The request: Please repeat the rows word for word, starting at the first line of the rows and ending at the line that contains "x=354 y=184", with both of those lines included. Leave the pictures out of your answer.

Provided data:
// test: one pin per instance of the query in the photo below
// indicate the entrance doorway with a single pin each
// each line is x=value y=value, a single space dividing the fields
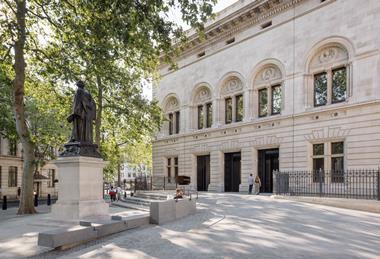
x=203 y=172
x=268 y=162
x=232 y=172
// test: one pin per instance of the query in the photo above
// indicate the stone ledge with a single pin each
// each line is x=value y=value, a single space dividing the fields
x=353 y=204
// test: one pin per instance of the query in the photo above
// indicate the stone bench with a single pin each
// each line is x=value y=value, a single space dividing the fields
x=165 y=211
x=88 y=230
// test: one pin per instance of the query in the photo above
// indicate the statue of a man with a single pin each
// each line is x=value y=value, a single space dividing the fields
x=83 y=116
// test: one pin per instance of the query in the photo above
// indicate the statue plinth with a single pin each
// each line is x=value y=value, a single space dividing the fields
x=80 y=192
x=80 y=149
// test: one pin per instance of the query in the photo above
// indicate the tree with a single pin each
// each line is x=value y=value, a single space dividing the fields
x=115 y=44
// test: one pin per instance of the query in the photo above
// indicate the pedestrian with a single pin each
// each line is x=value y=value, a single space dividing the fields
x=250 y=183
x=257 y=185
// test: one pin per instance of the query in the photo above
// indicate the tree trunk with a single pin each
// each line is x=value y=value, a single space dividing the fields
x=26 y=199
x=98 y=121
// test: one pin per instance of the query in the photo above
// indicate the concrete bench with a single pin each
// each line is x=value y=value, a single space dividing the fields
x=88 y=230
x=165 y=211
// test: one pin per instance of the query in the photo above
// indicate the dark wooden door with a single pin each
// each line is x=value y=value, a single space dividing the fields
x=203 y=172
x=232 y=172
x=268 y=162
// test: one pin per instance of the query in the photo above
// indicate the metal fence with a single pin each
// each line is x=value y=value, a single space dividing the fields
x=354 y=184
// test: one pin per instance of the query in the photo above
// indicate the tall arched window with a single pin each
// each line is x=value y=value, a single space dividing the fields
x=268 y=86
x=232 y=94
x=172 y=113
x=329 y=71
x=203 y=107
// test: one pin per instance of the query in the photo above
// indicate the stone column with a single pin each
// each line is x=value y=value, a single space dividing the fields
x=216 y=172
x=80 y=192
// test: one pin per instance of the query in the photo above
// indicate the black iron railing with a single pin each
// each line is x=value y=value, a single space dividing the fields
x=355 y=184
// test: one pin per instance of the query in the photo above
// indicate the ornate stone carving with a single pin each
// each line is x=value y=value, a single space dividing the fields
x=232 y=85
x=328 y=55
x=172 y=104
x=202 y=95
x=269 y=73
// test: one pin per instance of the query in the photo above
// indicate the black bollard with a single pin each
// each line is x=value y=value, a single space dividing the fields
x=5 y=206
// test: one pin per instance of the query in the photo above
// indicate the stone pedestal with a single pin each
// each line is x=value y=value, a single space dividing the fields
x=80 y=192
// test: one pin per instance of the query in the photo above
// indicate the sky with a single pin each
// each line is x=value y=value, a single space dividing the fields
x=147 y=89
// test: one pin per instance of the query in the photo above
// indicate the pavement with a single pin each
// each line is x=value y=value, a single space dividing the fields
x=234 y=226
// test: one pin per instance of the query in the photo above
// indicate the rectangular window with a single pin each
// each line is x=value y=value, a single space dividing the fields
x=51 y=176
x=209 y=115
x=339 y=85
x=170 y=123
x=239 y=108
x=200 y=117
x=177 y=120
x=337 y=162
x=276 y=99
x=318 y=162
x=228 y=110
x=320 y=89
x=12 y=147
x=263 y=102
x=12 y=176
x=175 y=166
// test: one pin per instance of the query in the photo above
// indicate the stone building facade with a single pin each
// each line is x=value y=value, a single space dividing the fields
x=277 y=84
x=11 y=169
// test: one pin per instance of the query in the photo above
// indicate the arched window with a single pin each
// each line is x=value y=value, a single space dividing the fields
x=232 y=94
x=329 y=71
x=173 y=115
x=203 y=106
x=268 y=85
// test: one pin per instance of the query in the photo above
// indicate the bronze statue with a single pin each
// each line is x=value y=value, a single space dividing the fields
x=83 y=117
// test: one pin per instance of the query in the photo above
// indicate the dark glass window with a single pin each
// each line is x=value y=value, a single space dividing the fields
x=276 y=99
x=318 y=169
x=12 y=147
x=318 y=149
x=12 y=176
x=263 y=102
x=175 y=166
x=339 y=85
x=200 y=116
x=170 y=123
x=177 y=120
x=209 y=115
x=228 y=110
x=239 y=108
x=320 y=89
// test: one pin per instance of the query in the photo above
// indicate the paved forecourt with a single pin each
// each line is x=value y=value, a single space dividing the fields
x=238 y=225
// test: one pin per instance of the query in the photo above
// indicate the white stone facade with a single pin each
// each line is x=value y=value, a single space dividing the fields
x=283 y=42
x=42 y=184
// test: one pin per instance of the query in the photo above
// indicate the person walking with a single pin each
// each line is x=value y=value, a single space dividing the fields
x=257 y=185
x=250 y=183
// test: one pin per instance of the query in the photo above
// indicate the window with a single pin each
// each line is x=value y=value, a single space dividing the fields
x=51 y=176
x=239 y=108
x=320 y=89
x=171 y=167
x=339 y=85
x=329 y=69
x=200 y=116
x=337 y=162
x=12 y=147
x=276 y=99
x=263 y=102
x=177 y=117
x=228 y=109
x=12 y=176
x=208 y=115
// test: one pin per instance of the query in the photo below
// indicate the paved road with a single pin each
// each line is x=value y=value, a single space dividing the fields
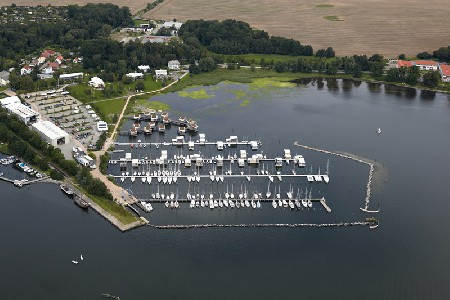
x=119 y=194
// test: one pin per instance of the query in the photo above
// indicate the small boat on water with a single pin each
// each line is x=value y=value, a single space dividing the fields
x=66 y=190
x=78 y=200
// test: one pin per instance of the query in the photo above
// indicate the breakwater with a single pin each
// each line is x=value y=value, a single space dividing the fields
x=347 y=156
x=199 y=226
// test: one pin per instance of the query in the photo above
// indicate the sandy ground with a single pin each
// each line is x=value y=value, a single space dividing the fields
x=389 y=27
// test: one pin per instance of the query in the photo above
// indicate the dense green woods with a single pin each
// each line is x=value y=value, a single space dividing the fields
x=237 y=37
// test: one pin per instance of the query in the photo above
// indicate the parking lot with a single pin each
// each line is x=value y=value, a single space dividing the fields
x=68 y=113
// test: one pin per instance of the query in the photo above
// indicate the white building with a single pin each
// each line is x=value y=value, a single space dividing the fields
x=9 y=100
x=160 y=74
x=426 y=65
x=97 y=83
x=26 y=114
x=144 y=68
x=135 y=75
x=173 y=65
x=70 y=76
x=170 y=24
x=51 y=133
x=102 y=126
x=26 y=70
x=444 y=70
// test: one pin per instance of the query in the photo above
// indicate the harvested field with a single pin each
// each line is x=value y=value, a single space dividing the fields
x=366 y=27
x=389 y=27
x=134 y=5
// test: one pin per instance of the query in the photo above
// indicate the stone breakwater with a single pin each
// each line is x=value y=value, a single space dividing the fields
x=198 y=226
x=371 y=169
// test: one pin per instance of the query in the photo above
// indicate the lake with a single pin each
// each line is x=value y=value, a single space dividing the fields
x=403 y=258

Full output:
// test: one pin per instance of the query in the photo below
// indicate the entrance doorway with a single pin each
// each line is x=value y=value, a single space dividing the fields
x=203 y=172
x=268 y=162
x=232 y=172
// test: one pin per instance of the query in the photo above
// indicate the stone ledge with a single pin each
// each line is x=value y=value, a single space dividing the fields
x=353 y=204
// test: one pin per instance of the query in the photo above
// indicate the stone bench with a single pin each
// each line is x=value y=value, a single space dividing the fields
x=165 y=211
x=88 y=230
// test: one pin per instance of the query in the photo above
// indicate the statue of a man with a single pin each
// each line is x=value y=value, a single space dividing the fields
x=83 y=116
// test: one pin per instance of the query in the photo above
// indicate the statue plinth with a single pin each
// each line is x=value y=value, a single space dividing the fields
x=80 y=192
x=80 y=149
// test: one pin per instance of the query in the photo above
// indicate the tree with a single pin each
// each line is x=value y=value, a single space dividing the fields
x=115 y=44
// test: one pin per instance of the query in the photo above
// indicate the pedestrian with a single pin each
// each line is x=value y=value, a single space dividing the fields
x=250 y=183
x=257 y=185
// test: one pin per instance of the query in the photo above
// indicate the tree trunk with a single pin each
// each line is x=value y=value, a single space dividing the fields
x=26 y=199
x=98 y=121
// test: one pin per instance of the query in the photo above
// indicate the concrete bench with a single pin each
// each line is x=value y=value, a single space dividing the fields
x=88 y=230
x=165 y=211
// test: one pin per instance of the query in the photo above
// indicate the dark wooden door with a single pin each
// each line is x=value y=value, a single space dividing the fields
x=203 y=172
x=232 y=172
x=268 y=162
// test: one pin per instance of the query in the photo above
// indicate the metal fence with a single pin each
// each line is x=value y=value, a single space dividing the fields
x=354 y=184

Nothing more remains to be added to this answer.